* _OBJECTIVE_: Copy these lines verbatim.

* _DATA TO PROCESS_:

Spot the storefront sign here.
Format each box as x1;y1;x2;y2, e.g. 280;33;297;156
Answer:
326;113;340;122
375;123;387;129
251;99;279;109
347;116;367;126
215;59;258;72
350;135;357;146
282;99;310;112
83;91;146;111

* _FULL RESPONSE_:
Spot the storefront sign here.
Format each box as x1;y1;x2;y2, e.g. 280;33;297;156
Answer:
326;113;340;122
375;123;387;129
251;99;279;109
347;116;367;126
215;59;258;72
350;135;357;146
282;99;310;112
83;91;146;111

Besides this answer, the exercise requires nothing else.